> 과제 설명: 아래 데이터의 모든 줄을 한 글자도 바꾸지 말고 그대로 옮겨 적으세요.

> 연속된 데이터:
┄┄┄┄┄┄

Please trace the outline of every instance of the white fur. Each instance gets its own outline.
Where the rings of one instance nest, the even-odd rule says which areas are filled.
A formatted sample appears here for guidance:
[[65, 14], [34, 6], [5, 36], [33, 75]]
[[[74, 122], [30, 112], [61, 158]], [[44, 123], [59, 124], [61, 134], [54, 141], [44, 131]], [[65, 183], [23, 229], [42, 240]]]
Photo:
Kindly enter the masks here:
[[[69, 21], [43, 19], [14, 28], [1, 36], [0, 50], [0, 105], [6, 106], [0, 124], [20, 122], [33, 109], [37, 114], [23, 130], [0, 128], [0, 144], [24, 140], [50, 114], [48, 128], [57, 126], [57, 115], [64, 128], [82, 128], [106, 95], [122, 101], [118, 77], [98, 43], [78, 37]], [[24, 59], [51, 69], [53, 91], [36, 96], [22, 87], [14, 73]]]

┄┄┄┄┄┄

> 전체 답안:
Please trace the outline of every instance of the white fur. Each instance gets its own outline.
Where the rings of one instance nest, the even-odd rule says which areas are filled.
A formatted sample appears here for guidance:
[[65, 14], [34, 6], [5, 36], [33, 75]]
[[[74, 122], [30, 112], [61, 158]], [[44, 123], [59, 124], [61, 134], [54, 141], [44, 131]], [[65, 183], [23, 229], [42, 240]]]
Photo:
Kindly enter the masks here:
[[[69, 21], [43, 19], [14, 28], [1, 36], [0, 50], [0, 105], [6, 106], [0, 124], [20, 122], [33, 109], [37, 114], [23, 130], [0, 128], [0, 144], [24, 140], [50, 114], [48, 128], [57, 126], [57, 115], [64, 128], [82, 128], [106, 95], [122, 101], [118, 77], [98, 43], [78, 37]], [[24, 59], [51, 69], [53, 91], [36, 96], [22, 87], [14, 73]]]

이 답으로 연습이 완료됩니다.